Description of the task »
Each line with the string "small" is to be copied from the records below.
*** Opening of Records for processing ***
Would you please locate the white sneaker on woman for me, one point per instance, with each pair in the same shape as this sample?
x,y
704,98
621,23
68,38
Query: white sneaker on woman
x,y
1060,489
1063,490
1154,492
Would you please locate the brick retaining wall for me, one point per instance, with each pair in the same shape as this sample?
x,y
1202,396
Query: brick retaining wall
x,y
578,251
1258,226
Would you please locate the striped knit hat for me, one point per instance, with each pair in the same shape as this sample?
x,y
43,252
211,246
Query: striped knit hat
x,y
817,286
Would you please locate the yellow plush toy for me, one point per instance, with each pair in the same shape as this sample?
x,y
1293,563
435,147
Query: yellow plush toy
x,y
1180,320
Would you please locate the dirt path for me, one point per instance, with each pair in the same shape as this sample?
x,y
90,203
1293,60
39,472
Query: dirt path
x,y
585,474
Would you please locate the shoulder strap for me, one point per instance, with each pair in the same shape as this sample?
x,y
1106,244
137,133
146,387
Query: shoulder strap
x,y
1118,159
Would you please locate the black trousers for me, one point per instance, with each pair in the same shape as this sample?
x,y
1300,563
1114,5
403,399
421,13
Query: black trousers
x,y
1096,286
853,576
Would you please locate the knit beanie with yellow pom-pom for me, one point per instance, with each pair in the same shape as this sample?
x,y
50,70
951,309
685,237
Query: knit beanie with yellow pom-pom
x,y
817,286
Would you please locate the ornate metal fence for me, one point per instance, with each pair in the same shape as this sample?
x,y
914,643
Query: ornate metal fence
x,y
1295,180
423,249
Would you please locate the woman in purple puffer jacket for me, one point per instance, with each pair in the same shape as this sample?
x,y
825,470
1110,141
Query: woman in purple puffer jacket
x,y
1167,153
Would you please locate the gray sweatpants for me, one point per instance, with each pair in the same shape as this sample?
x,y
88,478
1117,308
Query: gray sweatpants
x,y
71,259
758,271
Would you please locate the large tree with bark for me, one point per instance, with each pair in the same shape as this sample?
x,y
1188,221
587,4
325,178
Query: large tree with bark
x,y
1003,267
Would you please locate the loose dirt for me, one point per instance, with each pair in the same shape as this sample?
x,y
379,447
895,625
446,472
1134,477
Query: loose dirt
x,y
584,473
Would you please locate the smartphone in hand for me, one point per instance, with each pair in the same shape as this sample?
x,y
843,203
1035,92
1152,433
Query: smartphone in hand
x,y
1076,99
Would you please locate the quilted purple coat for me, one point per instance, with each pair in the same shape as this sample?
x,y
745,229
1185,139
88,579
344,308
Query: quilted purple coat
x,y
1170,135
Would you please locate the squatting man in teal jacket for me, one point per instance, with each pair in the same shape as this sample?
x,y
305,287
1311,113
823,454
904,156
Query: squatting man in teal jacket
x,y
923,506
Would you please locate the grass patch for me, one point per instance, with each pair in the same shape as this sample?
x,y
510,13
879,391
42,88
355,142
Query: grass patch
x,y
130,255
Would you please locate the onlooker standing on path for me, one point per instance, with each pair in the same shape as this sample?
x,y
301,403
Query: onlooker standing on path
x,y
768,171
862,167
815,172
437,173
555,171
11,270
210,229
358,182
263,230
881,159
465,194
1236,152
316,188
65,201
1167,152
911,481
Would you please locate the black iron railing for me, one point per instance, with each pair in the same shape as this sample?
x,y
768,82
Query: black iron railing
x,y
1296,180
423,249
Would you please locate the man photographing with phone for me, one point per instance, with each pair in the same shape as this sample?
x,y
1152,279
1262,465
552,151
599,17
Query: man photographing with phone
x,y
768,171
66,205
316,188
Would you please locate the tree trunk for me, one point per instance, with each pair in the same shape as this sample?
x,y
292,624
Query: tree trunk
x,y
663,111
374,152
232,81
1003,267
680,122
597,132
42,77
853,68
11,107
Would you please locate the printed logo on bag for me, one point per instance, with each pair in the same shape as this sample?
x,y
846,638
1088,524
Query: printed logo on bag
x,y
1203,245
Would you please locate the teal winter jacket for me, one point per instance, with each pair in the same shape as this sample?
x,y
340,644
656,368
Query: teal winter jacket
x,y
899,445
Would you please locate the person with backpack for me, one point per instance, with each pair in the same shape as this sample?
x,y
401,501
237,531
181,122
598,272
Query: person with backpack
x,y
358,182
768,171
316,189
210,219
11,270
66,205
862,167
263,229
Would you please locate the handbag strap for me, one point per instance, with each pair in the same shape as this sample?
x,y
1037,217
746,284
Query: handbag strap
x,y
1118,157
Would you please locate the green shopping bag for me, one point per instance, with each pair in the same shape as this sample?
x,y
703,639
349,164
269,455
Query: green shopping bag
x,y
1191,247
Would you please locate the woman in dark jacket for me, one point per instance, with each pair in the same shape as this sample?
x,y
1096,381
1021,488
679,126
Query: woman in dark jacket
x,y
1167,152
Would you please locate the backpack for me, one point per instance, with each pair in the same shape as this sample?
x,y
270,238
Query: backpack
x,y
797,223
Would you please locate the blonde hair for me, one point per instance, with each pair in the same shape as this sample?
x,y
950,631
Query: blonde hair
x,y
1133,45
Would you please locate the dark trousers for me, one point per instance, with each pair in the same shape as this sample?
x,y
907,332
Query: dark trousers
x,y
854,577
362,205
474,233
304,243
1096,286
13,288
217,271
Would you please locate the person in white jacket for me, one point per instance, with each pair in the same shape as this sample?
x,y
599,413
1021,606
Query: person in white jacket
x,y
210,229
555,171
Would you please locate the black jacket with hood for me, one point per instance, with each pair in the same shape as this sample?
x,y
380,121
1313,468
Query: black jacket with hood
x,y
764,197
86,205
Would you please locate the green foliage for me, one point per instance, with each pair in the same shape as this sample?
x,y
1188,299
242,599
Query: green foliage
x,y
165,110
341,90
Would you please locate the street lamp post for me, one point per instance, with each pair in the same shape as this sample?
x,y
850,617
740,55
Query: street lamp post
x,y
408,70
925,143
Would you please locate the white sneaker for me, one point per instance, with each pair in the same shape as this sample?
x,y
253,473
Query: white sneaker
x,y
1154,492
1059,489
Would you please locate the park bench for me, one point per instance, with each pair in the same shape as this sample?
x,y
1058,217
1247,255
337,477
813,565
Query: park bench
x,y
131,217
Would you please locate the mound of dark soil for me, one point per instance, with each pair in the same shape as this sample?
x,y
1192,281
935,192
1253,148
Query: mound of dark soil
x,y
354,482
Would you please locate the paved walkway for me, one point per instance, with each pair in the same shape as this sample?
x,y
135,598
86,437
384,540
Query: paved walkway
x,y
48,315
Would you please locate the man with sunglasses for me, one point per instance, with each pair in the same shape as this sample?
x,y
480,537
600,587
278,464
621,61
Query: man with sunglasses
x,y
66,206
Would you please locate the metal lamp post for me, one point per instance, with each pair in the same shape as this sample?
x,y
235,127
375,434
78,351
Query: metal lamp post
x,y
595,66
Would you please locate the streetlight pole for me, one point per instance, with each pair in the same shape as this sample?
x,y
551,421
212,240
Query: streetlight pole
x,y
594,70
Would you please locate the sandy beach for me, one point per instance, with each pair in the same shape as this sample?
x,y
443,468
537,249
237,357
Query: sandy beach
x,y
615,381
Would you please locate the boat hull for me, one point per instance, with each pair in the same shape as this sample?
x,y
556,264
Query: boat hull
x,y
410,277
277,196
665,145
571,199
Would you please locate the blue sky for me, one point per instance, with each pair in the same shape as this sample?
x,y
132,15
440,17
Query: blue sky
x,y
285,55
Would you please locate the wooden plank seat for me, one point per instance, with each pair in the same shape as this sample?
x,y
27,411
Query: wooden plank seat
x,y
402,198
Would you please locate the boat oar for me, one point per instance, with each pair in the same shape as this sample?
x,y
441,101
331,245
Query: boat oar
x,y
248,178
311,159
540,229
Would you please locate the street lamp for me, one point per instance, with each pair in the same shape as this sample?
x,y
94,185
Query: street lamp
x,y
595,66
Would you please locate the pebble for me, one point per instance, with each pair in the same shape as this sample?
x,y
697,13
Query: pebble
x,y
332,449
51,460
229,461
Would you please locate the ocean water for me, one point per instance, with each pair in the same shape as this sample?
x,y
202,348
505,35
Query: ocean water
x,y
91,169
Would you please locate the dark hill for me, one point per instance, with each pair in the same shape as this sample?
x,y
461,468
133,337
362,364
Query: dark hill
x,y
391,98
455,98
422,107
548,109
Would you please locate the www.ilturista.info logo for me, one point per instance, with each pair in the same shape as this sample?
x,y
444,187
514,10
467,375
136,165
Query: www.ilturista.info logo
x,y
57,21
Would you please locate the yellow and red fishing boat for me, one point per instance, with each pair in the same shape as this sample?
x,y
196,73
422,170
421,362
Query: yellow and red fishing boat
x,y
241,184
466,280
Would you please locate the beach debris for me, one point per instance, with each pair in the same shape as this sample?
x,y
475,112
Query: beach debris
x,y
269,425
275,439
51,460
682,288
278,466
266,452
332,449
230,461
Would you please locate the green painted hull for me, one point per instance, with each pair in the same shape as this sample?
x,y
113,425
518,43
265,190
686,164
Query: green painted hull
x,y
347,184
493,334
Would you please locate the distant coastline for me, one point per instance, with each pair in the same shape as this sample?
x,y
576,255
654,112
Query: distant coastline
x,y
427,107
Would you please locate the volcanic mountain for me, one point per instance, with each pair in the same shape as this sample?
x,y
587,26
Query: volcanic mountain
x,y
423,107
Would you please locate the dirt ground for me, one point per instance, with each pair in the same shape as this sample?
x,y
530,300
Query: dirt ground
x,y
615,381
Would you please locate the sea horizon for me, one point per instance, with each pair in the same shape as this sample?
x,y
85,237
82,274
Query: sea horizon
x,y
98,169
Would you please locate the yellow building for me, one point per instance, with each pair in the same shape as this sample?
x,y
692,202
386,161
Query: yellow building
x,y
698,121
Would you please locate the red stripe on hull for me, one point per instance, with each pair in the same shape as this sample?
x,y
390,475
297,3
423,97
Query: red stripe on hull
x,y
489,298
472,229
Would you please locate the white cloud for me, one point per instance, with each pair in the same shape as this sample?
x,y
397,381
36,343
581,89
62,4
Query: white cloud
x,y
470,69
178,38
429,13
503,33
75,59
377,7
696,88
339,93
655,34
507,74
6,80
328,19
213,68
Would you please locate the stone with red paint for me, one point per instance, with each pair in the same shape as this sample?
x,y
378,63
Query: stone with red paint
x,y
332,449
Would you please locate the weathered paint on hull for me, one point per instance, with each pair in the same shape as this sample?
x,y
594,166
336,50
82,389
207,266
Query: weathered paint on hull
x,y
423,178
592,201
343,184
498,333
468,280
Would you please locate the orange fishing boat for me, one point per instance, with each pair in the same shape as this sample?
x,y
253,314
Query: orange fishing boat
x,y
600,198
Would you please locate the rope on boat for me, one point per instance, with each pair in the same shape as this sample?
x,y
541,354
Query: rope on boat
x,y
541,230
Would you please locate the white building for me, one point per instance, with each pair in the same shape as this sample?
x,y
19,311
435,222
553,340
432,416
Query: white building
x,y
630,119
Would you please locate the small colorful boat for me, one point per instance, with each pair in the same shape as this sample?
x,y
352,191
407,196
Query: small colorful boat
*** Close of Records for processing ***
Response area »
Would you please locate the small colorful boat for me, one point per instance, with each pair in the same shape as this sample?
Query: small colorful boat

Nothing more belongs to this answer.